Quoted passage →
Doctor dissects the science of the Carnivore Diet
Dissects it with a wooden spoon...
Mentions that the plural of anecdote isn't data. Except it sort of is, because a single anecdote is data
. Just not data you can generalize from--depending on the strength of the observation...
That time doctors injected insulin into a juvenile diabetic for the first time and the kid recovered--that's an anecdote. What sets it aside from bigfoot sightings is the quality of the evidence, not whether it's an anecdote.
He calls Mikhaila Peterson's experience implausible. Mm. I find her explanations for here experience a little implausible--when she gets too specific. Lectins, oxalates, effects on the gut microbiome. Hard to pin down that oxalates in spinach are doing any damage unless you do a trial of just oxalates. So getting specific, that's sketchy. The experience of distress or pain if spinach is taken is another thing, that could be repeatable. I personally had shoulder pain for years. When I went keto it went way down, when I did a trial of carnivore--with most of my carbs coming from heavy cream--it went away. Oxalates? Heck if I know. Plants contain countless compounds. There might be some we've narrowed down to likely candidates, but who knows? Low plant matter might just have me more consistently ketogenic--but being ketogenic might have just lowered the plant matter in my diet.

Task objective → In the post about the Carnivore Diet, where did most of the writer's carbs come from during the carnivore trial?

Stored data →
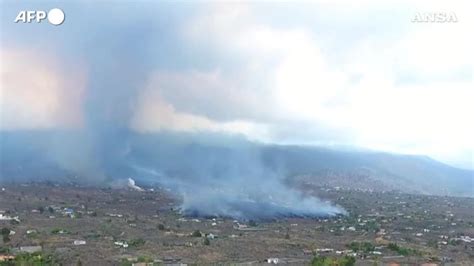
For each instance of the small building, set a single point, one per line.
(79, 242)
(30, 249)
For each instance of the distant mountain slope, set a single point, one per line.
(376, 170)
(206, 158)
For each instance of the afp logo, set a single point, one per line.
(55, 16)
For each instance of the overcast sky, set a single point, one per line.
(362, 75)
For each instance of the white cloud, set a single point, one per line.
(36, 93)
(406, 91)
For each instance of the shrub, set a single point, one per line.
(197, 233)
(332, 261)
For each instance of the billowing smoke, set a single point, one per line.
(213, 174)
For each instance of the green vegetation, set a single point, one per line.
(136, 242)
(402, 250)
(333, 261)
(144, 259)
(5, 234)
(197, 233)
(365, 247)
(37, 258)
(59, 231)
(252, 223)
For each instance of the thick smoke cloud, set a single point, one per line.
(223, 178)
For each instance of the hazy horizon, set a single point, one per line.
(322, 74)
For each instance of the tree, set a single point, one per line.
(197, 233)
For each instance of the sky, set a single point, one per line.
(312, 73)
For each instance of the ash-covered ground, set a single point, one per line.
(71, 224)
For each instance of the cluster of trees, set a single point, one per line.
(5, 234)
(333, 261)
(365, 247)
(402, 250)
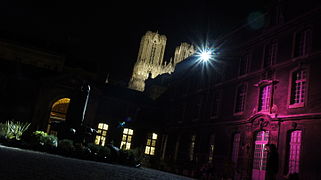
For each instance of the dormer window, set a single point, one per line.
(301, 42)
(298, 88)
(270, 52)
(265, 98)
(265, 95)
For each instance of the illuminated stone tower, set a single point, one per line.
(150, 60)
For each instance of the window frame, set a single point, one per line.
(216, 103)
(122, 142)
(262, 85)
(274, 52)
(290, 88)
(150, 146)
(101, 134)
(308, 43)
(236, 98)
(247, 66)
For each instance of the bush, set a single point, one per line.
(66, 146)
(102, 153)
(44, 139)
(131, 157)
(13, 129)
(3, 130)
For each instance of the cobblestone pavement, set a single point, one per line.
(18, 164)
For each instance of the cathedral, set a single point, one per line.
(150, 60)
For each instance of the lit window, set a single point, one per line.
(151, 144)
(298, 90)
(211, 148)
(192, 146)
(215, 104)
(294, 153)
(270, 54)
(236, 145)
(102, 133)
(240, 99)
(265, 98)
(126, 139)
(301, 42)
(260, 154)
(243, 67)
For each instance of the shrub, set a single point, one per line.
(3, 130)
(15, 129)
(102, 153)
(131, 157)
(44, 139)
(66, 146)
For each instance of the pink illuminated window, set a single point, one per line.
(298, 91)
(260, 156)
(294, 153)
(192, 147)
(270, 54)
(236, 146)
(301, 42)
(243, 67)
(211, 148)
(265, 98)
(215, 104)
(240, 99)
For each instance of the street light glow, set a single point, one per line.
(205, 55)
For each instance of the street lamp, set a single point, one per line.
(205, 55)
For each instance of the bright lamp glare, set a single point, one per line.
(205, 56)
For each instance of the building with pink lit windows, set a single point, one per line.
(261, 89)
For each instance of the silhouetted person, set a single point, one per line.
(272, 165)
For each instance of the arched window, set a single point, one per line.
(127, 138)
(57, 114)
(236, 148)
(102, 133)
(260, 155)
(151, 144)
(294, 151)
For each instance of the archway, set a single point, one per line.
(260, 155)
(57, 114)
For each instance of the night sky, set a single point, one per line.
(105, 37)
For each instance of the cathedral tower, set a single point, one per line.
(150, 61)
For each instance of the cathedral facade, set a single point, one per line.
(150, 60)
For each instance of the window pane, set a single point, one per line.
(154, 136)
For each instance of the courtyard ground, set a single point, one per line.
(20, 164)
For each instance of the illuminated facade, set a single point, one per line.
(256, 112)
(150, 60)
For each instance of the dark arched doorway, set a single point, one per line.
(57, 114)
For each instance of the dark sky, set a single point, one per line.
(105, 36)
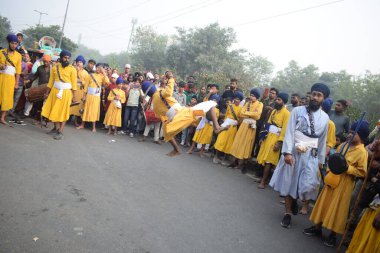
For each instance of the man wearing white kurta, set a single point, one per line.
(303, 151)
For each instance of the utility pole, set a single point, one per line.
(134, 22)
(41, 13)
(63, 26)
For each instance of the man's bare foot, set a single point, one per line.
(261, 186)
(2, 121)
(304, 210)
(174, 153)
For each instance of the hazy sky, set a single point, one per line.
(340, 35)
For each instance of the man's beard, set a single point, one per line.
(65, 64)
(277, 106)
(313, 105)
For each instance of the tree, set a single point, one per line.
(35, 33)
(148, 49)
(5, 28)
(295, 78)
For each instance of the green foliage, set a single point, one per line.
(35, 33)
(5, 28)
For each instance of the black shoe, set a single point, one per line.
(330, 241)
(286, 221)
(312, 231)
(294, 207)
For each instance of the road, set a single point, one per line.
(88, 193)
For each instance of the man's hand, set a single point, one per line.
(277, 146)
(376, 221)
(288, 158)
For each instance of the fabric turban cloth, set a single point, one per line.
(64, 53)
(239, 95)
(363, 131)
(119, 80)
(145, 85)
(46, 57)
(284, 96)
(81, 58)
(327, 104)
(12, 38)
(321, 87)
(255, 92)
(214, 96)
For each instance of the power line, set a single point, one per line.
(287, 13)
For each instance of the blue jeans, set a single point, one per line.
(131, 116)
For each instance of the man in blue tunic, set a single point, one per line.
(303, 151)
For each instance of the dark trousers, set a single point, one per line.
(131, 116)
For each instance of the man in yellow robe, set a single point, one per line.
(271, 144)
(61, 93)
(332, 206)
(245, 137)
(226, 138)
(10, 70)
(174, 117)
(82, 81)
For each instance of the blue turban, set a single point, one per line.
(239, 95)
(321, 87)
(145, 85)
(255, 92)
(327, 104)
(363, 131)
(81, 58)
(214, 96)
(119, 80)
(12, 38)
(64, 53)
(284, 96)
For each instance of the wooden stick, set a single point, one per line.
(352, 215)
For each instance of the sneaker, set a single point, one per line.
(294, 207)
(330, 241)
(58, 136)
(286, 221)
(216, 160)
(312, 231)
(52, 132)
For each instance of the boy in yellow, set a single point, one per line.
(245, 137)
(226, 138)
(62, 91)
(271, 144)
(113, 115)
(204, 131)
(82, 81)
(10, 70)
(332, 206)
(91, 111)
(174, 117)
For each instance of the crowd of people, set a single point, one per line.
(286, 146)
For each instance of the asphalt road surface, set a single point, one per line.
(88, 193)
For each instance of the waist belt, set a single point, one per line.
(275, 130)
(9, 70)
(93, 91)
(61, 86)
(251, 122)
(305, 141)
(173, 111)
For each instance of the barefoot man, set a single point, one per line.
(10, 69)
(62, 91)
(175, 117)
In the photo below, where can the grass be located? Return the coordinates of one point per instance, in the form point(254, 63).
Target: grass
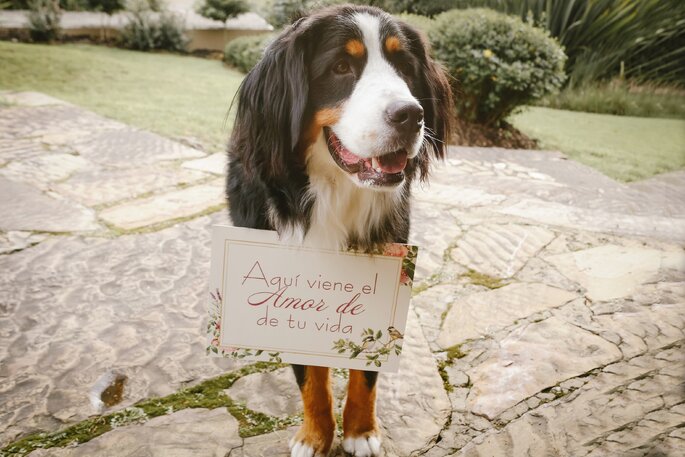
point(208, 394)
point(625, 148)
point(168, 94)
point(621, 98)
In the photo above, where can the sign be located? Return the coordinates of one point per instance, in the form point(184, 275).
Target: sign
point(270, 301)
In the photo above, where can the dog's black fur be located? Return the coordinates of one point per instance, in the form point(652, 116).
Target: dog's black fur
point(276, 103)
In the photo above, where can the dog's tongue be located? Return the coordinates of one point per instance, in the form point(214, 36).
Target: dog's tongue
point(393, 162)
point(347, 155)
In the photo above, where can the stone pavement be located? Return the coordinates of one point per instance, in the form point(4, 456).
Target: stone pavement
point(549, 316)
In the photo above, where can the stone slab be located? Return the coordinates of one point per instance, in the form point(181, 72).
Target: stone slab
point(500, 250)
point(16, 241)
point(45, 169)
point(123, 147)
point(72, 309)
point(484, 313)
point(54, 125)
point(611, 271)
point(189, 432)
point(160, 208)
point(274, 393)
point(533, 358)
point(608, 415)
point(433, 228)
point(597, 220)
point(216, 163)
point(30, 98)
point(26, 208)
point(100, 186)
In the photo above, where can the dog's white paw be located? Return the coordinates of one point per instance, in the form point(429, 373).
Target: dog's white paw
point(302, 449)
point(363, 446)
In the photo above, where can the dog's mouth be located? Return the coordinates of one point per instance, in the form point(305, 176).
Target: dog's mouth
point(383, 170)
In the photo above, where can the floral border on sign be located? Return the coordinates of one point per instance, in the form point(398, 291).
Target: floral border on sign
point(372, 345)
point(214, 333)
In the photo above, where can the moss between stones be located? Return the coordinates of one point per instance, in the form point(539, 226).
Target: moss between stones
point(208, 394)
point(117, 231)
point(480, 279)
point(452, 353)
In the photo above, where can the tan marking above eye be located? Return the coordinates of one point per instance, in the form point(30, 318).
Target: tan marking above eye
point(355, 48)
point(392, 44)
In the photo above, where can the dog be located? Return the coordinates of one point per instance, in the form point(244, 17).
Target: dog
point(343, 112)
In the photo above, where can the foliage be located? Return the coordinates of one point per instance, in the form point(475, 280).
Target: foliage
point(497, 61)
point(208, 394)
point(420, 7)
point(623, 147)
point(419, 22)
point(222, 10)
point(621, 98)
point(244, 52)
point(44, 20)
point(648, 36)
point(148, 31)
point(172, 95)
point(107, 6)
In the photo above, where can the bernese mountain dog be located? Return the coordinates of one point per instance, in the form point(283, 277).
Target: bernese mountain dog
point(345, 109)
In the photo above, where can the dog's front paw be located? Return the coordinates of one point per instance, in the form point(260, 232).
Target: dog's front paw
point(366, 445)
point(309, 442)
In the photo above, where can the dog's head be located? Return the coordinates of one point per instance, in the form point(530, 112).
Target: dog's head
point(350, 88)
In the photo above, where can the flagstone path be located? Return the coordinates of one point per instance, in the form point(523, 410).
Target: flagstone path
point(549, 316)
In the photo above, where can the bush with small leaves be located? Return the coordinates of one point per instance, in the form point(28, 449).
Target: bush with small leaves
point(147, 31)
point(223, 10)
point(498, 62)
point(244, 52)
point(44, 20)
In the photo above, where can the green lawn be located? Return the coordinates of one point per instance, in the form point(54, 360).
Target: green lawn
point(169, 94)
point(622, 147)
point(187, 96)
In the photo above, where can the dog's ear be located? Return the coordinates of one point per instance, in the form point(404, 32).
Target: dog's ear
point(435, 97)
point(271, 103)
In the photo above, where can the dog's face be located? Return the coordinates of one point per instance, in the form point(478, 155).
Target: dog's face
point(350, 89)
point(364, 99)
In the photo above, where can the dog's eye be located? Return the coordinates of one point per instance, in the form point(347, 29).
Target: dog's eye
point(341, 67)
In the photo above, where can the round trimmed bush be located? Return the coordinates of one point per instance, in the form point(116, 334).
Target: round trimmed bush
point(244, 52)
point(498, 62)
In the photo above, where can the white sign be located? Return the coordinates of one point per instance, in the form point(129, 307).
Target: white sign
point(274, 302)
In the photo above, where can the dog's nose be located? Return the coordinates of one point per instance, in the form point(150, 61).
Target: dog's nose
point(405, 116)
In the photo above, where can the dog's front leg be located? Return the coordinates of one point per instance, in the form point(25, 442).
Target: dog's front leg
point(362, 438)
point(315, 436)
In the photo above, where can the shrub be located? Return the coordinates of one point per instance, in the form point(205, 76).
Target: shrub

Reply → Heavy cream